> **O QUE FAZER**:
1 > Como resumiria o acórdão em duas frases?
2 > Retome o acórdão sobre as facturas dos trabalhos topográficos a partir da última frase apresentada.

Acórdão nº 8609/06.2TBVNG.P1 de Court of Appeal of Porto (Portugal), 17 de Janeiro de 2012
Magistrado Responsável | M. PINTO DOS SANTOS |
Data da Resolução | 17 de Janeiro de 2012 |
Emissor | Court of Appeal of Porto (Portugal) |
Pc. 8609/06.2TBVNG.P1 – 2ª Secção (apelação) ___________________________________ Relator: Pinto dos Santos Adjuntos: Des. Ondina Carmo Alves Des. Ramos Lopes* * *Acordam nesta secção cível do Tribunal da Relação do Porto: I. Relatório: B…, Lda.
, com sede em Vila Nova de Gaia, instaurou a presente acção declarativa de condenação, sob a forma comum ordinária, contra C…, Lda.
, com sede em Lisboa, pedindo a condenação desta a pagar-lhe a quantia de 16.856,79 €, acrescida de juros de mora vincendos, à taxa legal, sobre a quantia de 15.597,12 €.
Fundamentou a sua pretensão na realização, a solicitação da ré, de trabalhos topográficos, constantes das facturas que enviou àquela e que juntou aos autos, facturas essas que a demandada não pagou integralmente, estando por liquidar os valores das facturas nºs 2/05, 3/05, 4/05 e parte da factura nº 1/05, bem como os respectivos juros de mora uma vez que as mesmas se venceram a 30 dias (após a data da sua emissão).
A ré contestou nos seguintes termos: ● admitiu a prestação dos trabalhos alegados pela autora; ● excepcionou o pagamento da factura nº 4/05 e do remanescente da factura 1/05; ● confessou o não pagamento das facturas nºs 2/05 e 3/05, num total de 10.769,00 €; ● considera, porém, que estas facturas ainda não se venceram, porque o seu pagamento, como acordado com a autora, só seria feito quando os trabalhos lhe fossem pagos a ela, demandada, pela dona da obra, o que ainda não aconteceu; ● excepcionou, ainda, a existência de defeitos (que descreveu) nos trabalhos realizados pela demandante, que procedeu à sua denúncia/comunicação (por carta datada de 13/07/2006) junto da mesma, tendo-a interpelado para proceder à respectiva reparação, mas a autora não os reconheceu e recusou-se a repará-los; ● excepcionou também o abandono da obra, sem a concluir, por parte da autora e que devido a isso e à urgência da mesma (a obra estava sujeita a prazos e a penalidades/multas) teve que ser ela própria, ré, a terminar os trabalhos e a reparar os defeitos, suportando os respectivos custos, no valor total de 5.359,73 €, que pretende ver compensados com o que tiver que pagar à autora; ● invocou, por fim, que a demandante litiga de má fé por deduzir pretensão cuja falta de fundamento não podia ignorar, fazendo uso reprovável do processo.
Concluiu pugnando pela procedência das excepções invocadas e pela improcedência da acção, com a sua absolvição do pedido, requerendo, ainda, a condenação da autora, como litigante de má fé, em multa e indemnização a seu favor.
A autora replicou, tendo invocado a caducidade dos direitos que a ré pretende fazer valer com base nos alegados defeitos e sustentado a improcedência das excepções arguidas na contestação.

> **EXTRATO DE DADOS**:
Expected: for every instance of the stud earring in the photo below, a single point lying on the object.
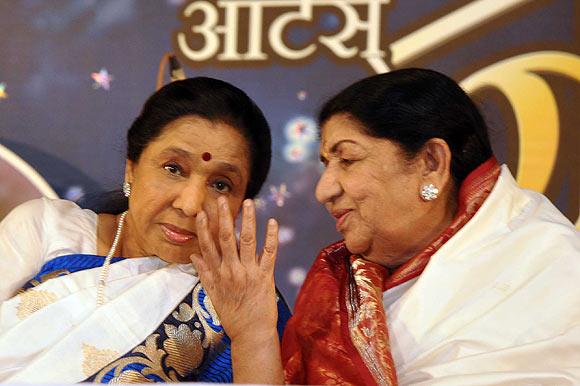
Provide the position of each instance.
(126, 189)
(429, 192)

> **CONJUNTO DE RESPOSTAS**:
1 > A B…, Lda. intentou contra a C…, Lda. uma acção pedindo o pagamento de 16.856,79 €, acrescidos de juros de mora, por trabalhos topográficos cujas facturas não foram integralmente pagas. A ré admitiu os trabalhos, mas contestou invocando o pagamento de parte das facturas, o não vencimento das restantes, defeitos e abandono da obra, cujos custos de 5.359,73 € pretende compensar, e a má fé da autora, que replicou alegando a caducidade desses direitos.

2 >
Realizada uma audiência preliminar, foi proferido despacho saneador e foram seleccionados, sem reclamação das partes, os factos assentes e os controvertidos, estes formando a base instrutória.
Teve lugar a audiência de discussão e julgamento e no seu termo, após produção da prova, foi proferido despacho de resposta aos quesitos da base instrutória, igualmente sem reclamação das partes.
Seguiu-se, sem discussão por escrito do aspecto jurídico da causa, a prolação de sentença que, julgando parcialmente procedente a acção, decidiu condenar a ré a pagar à autora a quantia de 10.769,50 € (dez mil setecentos e sessenta e nove euros e cinquenta cêntimos), acrescida de juros de mora, à taxa que resultar da aplicação da Portaria 587/05, de 19/07, desde 15.03.05 sobre a quantia de 5.057,50 € e desde 15.04.05 sobre a quantia de 5.712,00 €, até efectivo e integral pagamento.
Mais julgou não verificada a litigância de má fé e absolveu a autora do pedido de indemnização que a tal título a ré formulou.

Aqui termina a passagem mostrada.